Given problem:
Print, exactly as given, each line of the data from the line containing "Greenhouse-scouting task: tag the brown sectional" up to and including its last line.

## start

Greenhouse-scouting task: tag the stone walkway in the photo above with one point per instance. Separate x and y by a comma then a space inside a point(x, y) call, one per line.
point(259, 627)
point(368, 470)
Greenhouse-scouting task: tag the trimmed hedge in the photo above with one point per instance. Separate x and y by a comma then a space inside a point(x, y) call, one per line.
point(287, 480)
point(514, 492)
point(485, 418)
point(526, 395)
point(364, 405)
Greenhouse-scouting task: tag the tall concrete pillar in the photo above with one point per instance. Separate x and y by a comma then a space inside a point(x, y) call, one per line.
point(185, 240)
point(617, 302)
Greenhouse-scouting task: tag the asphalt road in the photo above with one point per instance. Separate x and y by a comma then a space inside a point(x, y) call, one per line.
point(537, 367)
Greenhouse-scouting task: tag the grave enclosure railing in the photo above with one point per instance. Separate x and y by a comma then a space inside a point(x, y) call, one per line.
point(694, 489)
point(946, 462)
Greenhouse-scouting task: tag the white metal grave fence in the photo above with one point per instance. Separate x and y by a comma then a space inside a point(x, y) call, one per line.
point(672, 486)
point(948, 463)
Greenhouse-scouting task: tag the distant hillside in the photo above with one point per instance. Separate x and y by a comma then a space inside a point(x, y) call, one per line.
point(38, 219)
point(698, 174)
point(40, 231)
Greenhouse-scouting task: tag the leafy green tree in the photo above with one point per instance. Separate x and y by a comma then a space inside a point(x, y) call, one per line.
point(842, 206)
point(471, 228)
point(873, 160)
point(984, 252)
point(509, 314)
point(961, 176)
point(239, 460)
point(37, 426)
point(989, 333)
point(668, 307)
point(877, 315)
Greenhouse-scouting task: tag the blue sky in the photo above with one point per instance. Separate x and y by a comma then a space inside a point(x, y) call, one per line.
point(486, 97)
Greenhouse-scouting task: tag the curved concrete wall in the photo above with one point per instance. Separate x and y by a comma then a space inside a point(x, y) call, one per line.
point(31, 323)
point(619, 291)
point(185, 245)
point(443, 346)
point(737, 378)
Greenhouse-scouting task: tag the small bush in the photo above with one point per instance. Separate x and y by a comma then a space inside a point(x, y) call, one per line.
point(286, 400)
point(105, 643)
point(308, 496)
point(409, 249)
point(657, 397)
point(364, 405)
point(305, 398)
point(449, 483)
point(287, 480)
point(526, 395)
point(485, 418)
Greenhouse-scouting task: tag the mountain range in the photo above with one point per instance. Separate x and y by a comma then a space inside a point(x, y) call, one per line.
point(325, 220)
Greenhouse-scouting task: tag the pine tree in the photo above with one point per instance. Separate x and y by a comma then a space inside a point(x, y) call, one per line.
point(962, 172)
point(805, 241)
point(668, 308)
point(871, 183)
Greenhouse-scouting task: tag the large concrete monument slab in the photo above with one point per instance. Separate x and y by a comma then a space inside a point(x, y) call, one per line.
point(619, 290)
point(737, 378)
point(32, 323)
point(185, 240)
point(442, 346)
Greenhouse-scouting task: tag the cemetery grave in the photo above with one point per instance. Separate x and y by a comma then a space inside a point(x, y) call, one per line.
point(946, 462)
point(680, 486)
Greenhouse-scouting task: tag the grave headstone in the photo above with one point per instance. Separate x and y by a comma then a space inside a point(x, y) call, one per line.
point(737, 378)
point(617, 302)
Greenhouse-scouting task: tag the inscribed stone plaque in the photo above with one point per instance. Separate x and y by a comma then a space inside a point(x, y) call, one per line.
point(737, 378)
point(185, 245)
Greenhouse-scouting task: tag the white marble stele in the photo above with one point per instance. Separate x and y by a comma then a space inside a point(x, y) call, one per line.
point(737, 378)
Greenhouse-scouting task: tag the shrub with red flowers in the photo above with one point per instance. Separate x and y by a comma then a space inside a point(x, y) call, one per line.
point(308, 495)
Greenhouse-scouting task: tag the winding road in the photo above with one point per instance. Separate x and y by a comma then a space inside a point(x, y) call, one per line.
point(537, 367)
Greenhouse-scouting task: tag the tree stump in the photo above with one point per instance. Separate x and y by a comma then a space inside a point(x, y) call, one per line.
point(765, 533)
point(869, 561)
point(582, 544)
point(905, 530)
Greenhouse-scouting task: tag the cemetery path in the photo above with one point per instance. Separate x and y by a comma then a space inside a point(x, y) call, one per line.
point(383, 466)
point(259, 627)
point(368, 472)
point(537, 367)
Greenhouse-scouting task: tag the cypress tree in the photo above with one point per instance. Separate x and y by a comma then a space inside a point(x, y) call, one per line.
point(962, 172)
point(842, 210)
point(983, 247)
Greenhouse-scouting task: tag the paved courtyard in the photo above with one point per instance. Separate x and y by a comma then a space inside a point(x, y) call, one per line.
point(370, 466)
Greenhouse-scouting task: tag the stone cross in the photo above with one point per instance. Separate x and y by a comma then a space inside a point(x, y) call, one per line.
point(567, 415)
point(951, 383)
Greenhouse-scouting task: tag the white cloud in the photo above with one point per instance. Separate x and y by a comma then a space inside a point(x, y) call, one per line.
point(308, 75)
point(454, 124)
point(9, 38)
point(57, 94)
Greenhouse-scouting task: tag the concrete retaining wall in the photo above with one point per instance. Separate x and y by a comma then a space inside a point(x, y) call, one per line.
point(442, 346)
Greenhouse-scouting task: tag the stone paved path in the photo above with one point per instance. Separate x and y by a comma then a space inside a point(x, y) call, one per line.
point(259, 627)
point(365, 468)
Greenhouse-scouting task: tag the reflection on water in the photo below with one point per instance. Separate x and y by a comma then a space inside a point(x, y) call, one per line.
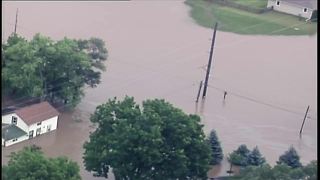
point(157, 51)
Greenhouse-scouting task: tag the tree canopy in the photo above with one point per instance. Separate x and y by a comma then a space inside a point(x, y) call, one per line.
point(157, 141)
point(54, 70)
point(290, 158)
point(255, 158)
point(240, 156)
point(280, 171)
point(31, 164)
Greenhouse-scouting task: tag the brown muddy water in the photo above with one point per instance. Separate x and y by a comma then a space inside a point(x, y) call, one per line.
point(157, 51)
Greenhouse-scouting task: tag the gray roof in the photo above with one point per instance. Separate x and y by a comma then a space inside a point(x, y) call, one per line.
point(312, 4)
point(12, 131)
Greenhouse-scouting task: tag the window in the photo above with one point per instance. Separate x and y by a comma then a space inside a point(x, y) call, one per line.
point(38, 132)
point(14, 120)
point(30, 134)
point(49, 128)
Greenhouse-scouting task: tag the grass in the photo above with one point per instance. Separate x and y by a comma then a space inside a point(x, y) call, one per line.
point(243, 22)
point(253, 3)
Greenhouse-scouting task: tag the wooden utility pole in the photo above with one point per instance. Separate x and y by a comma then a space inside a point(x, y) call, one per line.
point(199, 91)
point(305, 116)
point(210, 61)
point(15, 26)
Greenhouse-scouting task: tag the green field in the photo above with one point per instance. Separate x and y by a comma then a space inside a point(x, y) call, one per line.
point(243, 22)
point(253, 3)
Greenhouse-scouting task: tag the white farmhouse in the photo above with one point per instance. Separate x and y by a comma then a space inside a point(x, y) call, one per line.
point(301, 8)
point(28, 122)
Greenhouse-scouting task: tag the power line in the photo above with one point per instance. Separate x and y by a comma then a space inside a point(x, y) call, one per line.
point(224, 47)
point(258, 101)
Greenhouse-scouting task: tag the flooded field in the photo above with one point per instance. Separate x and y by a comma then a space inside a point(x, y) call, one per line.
point(157, 51)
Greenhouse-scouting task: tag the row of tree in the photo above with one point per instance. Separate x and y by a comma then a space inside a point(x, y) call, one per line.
point(31, 164)
point(279, 171)
point(244, 157)
point(53, 70)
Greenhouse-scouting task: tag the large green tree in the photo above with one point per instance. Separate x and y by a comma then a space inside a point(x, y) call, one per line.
point(255, 157)
point(54, 70)
point(157, 141)
point(240, 156)
point(31, 164)
point(216, 150)
point(290, 158)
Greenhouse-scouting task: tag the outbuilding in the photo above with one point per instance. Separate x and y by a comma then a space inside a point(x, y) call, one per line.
point(300, 8)
point(28, 122)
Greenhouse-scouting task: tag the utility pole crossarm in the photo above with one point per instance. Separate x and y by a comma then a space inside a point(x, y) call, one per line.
point(15, 26)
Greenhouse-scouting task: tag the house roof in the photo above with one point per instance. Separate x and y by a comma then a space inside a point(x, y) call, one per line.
point(312, 4)
point(37, 113)
point(12, 131)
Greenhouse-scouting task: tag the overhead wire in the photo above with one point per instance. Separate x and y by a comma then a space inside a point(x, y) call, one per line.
point(191, 45)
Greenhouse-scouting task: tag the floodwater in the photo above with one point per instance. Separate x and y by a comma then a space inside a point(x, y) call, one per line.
point(157, 51)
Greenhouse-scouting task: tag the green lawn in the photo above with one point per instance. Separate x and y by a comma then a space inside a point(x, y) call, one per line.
point(243, 22)
point(253, 3)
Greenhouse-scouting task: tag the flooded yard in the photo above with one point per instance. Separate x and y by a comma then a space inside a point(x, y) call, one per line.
point(157, 51)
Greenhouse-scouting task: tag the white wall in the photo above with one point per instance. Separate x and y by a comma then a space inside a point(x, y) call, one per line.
point(44, 124)
point(20, 123)
point(11, 142)
point(290, 8)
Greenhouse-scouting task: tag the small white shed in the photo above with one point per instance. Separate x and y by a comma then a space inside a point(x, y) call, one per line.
point(301, 8)
point(28, 122)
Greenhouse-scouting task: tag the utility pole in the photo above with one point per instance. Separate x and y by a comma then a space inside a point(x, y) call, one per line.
point(210, 61)
point(199, 91)
point(305, 116)
point(15, 26)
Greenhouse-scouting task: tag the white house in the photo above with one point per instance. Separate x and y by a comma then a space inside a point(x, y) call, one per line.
point(28, 122)
point(301, 8)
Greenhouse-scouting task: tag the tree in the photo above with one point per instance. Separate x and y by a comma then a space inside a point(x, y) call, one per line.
point(255, 158)
point(30, 163)
point(216, 150)
point(157, 141)
point(54, 70)
point(240, 156)
point(311, 170)
point(291, 158)
point(280, 171)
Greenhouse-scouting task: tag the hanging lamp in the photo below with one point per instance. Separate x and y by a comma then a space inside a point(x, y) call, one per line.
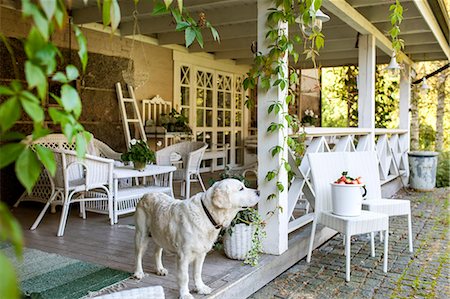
point(313, 24)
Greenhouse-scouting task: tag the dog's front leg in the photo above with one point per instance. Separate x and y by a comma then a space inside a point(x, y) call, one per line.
point(183, 276)
point(200, 287)
point(160, 270)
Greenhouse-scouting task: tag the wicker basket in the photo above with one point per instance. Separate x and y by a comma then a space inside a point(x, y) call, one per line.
point(239, 243)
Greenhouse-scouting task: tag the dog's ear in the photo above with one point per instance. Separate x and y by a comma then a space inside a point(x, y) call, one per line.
point(221, 198)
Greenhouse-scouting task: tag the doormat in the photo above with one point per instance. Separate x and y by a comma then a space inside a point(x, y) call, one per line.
point(49, 275)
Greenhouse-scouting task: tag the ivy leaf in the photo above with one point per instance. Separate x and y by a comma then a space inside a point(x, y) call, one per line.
point(81, 145)
point(72, 72)
point(115, 15)
point(9, 153)
point(70, 99)
point(36, 78)
point(28, 169)
point(82, 44)
point(33, 109)
point(49, 8)
point(106, 12)
point(9, 113)
point(60, 77)
point(189, 36)
point(47, 158)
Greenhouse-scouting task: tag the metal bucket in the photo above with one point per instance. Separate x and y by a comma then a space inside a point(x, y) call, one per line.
point(422, 166)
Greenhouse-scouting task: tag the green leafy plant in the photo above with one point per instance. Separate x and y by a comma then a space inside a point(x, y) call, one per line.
point(139, 152)
point(443, 170)
point(249, 216)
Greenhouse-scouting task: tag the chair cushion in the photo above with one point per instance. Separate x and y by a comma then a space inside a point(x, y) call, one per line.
point(365, 223)
point(391, 207)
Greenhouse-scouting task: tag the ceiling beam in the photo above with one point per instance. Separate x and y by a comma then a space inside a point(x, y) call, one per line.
point(429, 17)
point(358, 22)
point(234, 12)
point(93, 14)
point(244, 29)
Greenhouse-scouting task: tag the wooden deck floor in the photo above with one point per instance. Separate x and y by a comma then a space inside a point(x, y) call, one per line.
point(94, 240)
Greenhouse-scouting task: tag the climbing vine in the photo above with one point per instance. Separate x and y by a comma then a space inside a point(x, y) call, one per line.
point(268, 71)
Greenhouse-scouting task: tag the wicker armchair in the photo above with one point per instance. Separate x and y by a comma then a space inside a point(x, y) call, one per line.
point(191, 154)
point(80, 180)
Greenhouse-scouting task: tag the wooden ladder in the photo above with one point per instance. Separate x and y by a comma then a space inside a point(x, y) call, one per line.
point(136, 119)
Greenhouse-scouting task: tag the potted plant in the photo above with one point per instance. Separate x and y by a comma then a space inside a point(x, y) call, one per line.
point(346, 195)
point(139, 153)
point(242, 239)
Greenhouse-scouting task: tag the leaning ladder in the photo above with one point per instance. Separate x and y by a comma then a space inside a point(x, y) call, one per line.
point(136, 119)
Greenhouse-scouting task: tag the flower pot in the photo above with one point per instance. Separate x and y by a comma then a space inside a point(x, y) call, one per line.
point(346, 199)
point(139, 165)
point(239, 243)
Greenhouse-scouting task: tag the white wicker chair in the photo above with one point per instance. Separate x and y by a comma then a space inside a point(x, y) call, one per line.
point(191, 155)
point(325, 168)
point(44, 188)
point(80, 180)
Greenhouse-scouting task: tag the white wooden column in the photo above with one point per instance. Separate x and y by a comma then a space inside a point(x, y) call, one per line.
point(274, 211)
point(366, 91)
point(405, 99)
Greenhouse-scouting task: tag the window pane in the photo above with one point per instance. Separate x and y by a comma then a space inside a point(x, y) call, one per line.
point(209, 118)
point(184, 96)
point(209, 98)
point(238, 118)
point(220, 118)
point(200, 97)
point(228, 100)
point(227, 118)
point(200, 117)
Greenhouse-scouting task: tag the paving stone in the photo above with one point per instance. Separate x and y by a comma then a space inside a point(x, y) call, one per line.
point(424, 274)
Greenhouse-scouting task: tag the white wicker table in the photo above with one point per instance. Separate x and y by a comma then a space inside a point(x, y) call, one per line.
point(125, 199)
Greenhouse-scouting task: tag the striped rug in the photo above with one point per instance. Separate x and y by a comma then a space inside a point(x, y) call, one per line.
point(49, 275)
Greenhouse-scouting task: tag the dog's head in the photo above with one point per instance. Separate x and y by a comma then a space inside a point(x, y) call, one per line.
point(228, 197)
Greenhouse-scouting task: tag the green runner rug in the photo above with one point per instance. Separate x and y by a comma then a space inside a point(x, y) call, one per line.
point(49, 275)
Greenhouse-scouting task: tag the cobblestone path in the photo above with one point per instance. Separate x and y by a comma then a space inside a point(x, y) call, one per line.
point(422, 274)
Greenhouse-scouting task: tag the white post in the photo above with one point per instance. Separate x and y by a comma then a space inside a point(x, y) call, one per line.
point(366, 92)
point(405, 99)
point(274, 211)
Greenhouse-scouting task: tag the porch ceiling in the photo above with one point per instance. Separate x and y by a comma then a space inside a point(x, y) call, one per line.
point(236, 22)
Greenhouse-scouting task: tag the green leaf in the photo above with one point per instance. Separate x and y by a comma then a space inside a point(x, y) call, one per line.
point(70, 99)
point(81, 145)
point(159, 9)
point(60, 77)
point(9, 113)
point(4, 90)
point(106, 12)
point(33, 109)
point(47, 158)
point(115, 15)
point(49, 8)
point(9, 153)
point(82, 44)
point(28, 169)
point(180, 5)
point(36, 78)
point(72, 72)
point(189, 36)
point(167, 3)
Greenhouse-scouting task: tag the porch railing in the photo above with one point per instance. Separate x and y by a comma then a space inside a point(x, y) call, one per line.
point(391, 146)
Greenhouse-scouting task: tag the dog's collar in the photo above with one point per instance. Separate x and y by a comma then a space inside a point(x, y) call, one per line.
point(213, 222)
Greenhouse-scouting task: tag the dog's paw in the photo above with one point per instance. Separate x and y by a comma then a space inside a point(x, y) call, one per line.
point(162, 272)
point(203, 289)
point(139, 275)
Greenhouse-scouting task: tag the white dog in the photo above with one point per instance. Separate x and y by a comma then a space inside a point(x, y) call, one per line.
point(188, 228)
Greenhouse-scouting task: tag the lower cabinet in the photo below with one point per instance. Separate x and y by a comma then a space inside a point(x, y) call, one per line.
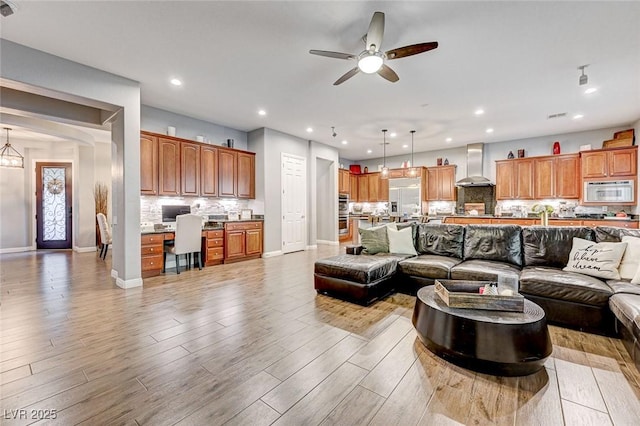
point(242, 241)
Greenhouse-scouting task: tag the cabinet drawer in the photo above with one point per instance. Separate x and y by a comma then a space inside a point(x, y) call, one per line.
point(151, 250)
point(151, 239)
point(150, 263)
point(216, 253)
point(215, 242)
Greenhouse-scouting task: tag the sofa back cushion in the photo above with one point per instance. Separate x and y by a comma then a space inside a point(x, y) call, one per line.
point(440, 239)
point(610, 234)
point(494, 242)
point(551, 245)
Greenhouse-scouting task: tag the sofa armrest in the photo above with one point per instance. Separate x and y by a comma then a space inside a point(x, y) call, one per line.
point(353, 249)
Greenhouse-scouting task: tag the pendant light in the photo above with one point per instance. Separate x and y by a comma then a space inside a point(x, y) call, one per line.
point(413, 171)
point(384, 173)
point(9, 157)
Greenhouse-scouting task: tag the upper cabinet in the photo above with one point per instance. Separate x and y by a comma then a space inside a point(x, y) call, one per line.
point(148, 164)
point(610, 163)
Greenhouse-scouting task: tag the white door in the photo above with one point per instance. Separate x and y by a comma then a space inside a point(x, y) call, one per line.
point(294, 202)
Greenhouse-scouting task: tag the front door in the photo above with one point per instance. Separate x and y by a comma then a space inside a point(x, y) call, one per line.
point(294, 201)
point(53, 205)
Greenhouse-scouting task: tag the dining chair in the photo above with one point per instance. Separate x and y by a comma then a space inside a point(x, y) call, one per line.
point(188, 239)
point(105, 234)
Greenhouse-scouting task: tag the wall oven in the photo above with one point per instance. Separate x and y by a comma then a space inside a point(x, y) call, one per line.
point(618, 191)
point(343, 214)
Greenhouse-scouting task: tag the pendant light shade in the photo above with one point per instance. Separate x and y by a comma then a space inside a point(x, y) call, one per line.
point(9, 157)
point(384, 174)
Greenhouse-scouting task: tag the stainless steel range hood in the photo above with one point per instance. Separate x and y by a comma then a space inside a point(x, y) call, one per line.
point(475, 154)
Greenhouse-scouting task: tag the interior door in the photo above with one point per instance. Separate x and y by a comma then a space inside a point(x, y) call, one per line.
point(294, 200)
point(53, 206)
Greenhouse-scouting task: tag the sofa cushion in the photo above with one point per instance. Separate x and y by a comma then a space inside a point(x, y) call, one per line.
point(626, 307)
point(429, 266)
point(494, 242)
point(482, 270)
point(440, 239)
point(557, 284)
point(362, 268)
point(595, 259)
point(551, 245)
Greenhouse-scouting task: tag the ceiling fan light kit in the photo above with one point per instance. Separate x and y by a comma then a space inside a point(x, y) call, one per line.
point(372, 60)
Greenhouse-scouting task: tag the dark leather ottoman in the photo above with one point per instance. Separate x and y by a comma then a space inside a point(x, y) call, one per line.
point(362, 279)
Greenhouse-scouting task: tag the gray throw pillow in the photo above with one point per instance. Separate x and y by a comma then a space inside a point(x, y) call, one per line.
point(374, 240)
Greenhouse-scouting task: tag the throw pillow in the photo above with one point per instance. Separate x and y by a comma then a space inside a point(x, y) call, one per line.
point(401, 242)
point(596, 259)
point(631, 259)
point(374, 240)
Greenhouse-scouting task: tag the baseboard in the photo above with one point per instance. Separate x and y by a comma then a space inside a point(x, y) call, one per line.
point(17, 249)
point(328, 243)
point(272, 253)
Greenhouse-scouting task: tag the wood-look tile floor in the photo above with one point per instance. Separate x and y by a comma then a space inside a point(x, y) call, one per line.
point(252, 344)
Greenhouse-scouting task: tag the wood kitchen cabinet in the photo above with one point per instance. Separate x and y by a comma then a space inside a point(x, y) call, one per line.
point(344, 181)
point(190, 168)
point(441, 183)
point(514, 179)
point(557, 176)
point(242, 241)
point(168, 166)
point(609, 163)
point(148, 164)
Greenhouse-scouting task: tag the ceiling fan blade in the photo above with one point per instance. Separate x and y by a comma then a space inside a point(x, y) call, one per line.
point(347, 76)
point(387, 73)
point(414, 49)
point(376, 31)
point(329, 54)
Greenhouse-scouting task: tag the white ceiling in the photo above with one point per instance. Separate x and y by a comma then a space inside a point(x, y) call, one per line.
point(516, 60)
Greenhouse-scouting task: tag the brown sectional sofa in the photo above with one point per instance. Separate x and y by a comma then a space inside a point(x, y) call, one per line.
point(535, 254)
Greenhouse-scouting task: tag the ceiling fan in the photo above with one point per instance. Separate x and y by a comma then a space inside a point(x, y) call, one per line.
point(371, 60)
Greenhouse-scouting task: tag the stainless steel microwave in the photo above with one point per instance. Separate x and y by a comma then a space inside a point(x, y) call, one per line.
point(615, 191)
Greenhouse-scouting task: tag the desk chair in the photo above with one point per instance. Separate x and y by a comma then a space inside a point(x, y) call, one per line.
point(188, 240)
point(105, 234)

## end

Written answer:
Greenhouse-scouting task: tag the brown sectional sofa in the photo above with one point per instance. Separate x and y by a comma then a space inside a point(x, y) call, one per line.
point(535, 254)
Greenhouse-scouting task: tag the ceiling fan in the photo above with one point per instance. Separate x and y by a comma then a space inside a point(x, y) call, one per line.
point(371, 60)
Greenhouse-scouting task: tag the stainless steel microwave in the photo above with one point per instance. Separate x and y by a comma then a space inside a point(x, y) call, one per line.
point(615, 191)
Greenhouse-scouting task: tag the desk chair in the photo above with one point per instance. Separate x and y by a comma then a space inside a point(x, y) call, one per line.
point(188, 240)
point(105, 234)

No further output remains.